§ What to work on:
1. Translate this sentence from the article on premature infants and lung disease into Spanish: "BPD is now the leading cause of lung disease in U.S. infants and the third leading cause of chronic lung disease in children."
2. Extend the article on premature infants and lung disease, picking up after its final sentence.

§ Extract provided:
Premies' Lung Disorder Can Cause Developmental Delays

December 09, 1997

Babies weighing as little as 1-1/2 pounds would not have survived a generation ago, but through recent technological advances, most of these children are able to live today. However, some of that life-giving technology is also exacting a price on the kids, according to a new study published in the December issue of the medical journal Pediatrics.

Investigators from Case Western Reserve University's School of Medicine found that a significant percentage of very low birth weight babies sustain long-term cognitive and motor developmental problems if they suffer from the lung disease called bronchopulmonary dysplasia (BPD).

Very small premature infants have a high chance of having BPD because it is caused by prolonged exposure to mechanical ventilation, which premies need because of underdeveloped lungs. BPD is now the leading cause of lung disease in U.S. infants and the third leading cause of chronic lung disease in children.

§ Recorded information:
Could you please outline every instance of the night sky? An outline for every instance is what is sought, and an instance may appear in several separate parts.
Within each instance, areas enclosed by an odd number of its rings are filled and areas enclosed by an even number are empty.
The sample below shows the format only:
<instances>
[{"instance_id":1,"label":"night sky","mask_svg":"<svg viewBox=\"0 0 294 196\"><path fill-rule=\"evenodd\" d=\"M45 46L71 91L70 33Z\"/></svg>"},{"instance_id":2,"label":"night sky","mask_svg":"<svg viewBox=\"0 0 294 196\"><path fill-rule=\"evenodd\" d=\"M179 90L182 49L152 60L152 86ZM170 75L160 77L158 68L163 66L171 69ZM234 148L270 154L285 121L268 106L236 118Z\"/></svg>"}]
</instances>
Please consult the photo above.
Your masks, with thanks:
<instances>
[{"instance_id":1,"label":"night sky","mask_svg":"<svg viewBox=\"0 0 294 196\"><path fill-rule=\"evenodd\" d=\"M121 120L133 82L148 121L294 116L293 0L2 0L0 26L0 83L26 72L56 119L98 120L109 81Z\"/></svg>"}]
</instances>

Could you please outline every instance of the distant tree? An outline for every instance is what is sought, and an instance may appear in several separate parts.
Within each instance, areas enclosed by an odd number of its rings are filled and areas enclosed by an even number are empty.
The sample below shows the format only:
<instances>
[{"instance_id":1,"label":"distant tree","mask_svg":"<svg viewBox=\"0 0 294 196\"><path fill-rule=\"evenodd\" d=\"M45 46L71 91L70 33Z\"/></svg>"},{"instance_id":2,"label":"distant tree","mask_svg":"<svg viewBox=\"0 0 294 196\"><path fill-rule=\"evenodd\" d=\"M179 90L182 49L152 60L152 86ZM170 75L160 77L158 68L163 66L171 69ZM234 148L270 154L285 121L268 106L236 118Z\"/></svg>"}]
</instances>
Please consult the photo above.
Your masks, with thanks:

---

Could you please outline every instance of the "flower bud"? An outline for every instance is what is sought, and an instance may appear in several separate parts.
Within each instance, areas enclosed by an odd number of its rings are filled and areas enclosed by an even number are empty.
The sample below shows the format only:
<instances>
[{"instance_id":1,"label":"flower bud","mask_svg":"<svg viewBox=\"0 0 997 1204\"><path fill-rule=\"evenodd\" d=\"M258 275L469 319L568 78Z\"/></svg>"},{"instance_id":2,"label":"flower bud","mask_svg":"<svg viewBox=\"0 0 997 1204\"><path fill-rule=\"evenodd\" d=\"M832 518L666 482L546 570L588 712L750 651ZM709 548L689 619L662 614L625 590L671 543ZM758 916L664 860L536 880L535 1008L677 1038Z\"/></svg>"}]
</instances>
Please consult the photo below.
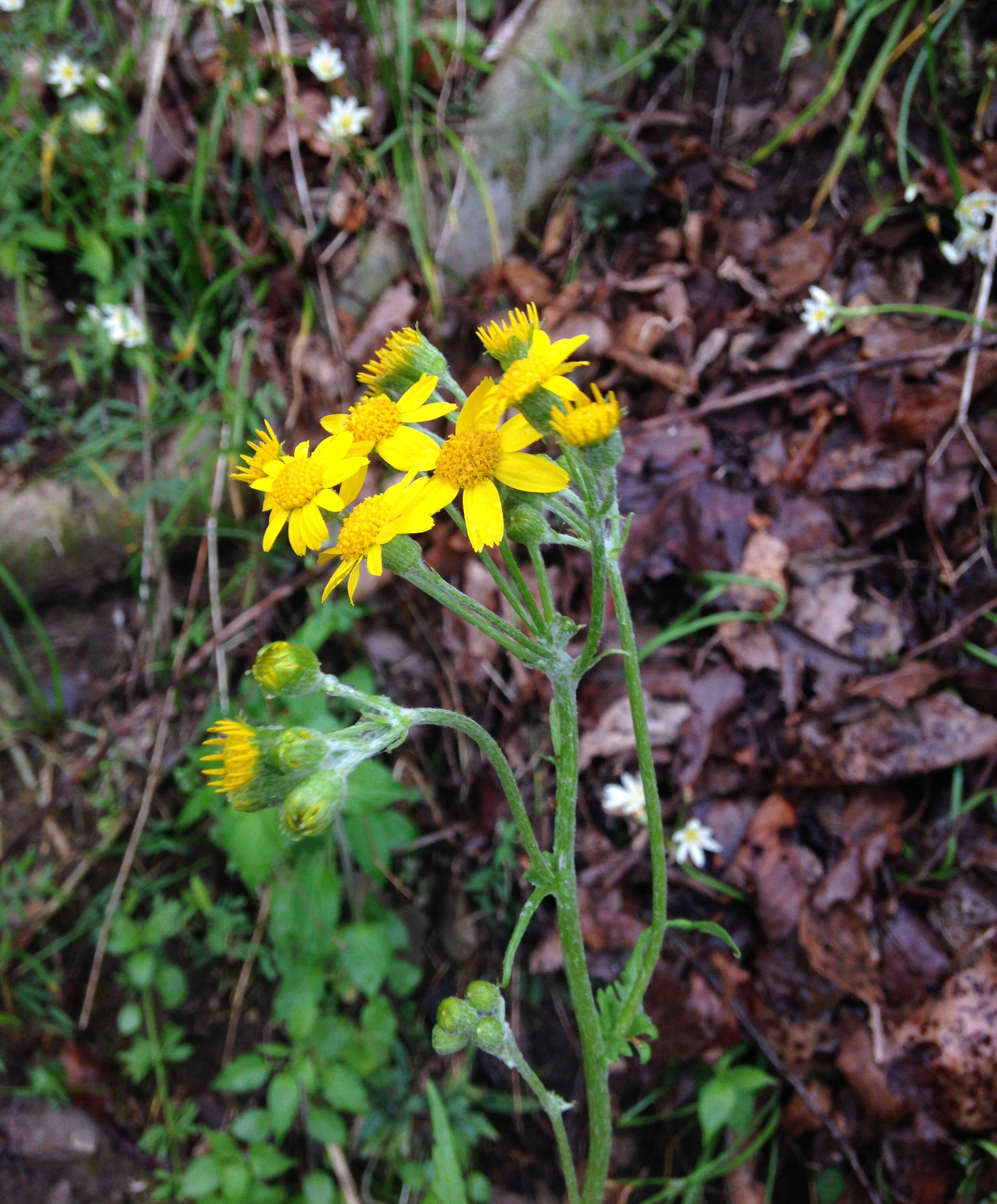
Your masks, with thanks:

§ Results for each task:
1. La DBP es ahora la principal causa de enfermedad pulmonar en los lactantes de EE. UU. y la tercera causa principal de enfermedad pulmonar crónica en los niños.

2.
The study found that by 3 years of age, about 21 percent of infants with BPD tested in the range of retardation, compared to less than 10 percent of very low birth weight babies without BPD, and less than 3 percent of term babies.

"We found that independent of any other complications of prematurity, kids at 3 years of age who had BPD as infants who had been premature had some motor problems that were associated with BPD, " said Lynn Singer, the study's lead author and a professor of pediatrics. "Motor problems included things like balance, holding crayons and pencils, and eye-hand coordination."

On the other hand, said Singer, "In terms of their language and mental development, BPD was not related to any additional problems for them at 3 years of age. However, because BPD babies were smaller and sicker, they had higher rates of delay at 3 years."

Singer said that BPD may be a factor in the higher rates of learning disabilities that pre-term babies experience at school age.

The study examined three groups of 329 infants in the neonatal intensive care units at three Cleveland hospitals; 122 had very low birth weight and had BPD, 84 had very low birth weight without BPD, and 123 were full-term.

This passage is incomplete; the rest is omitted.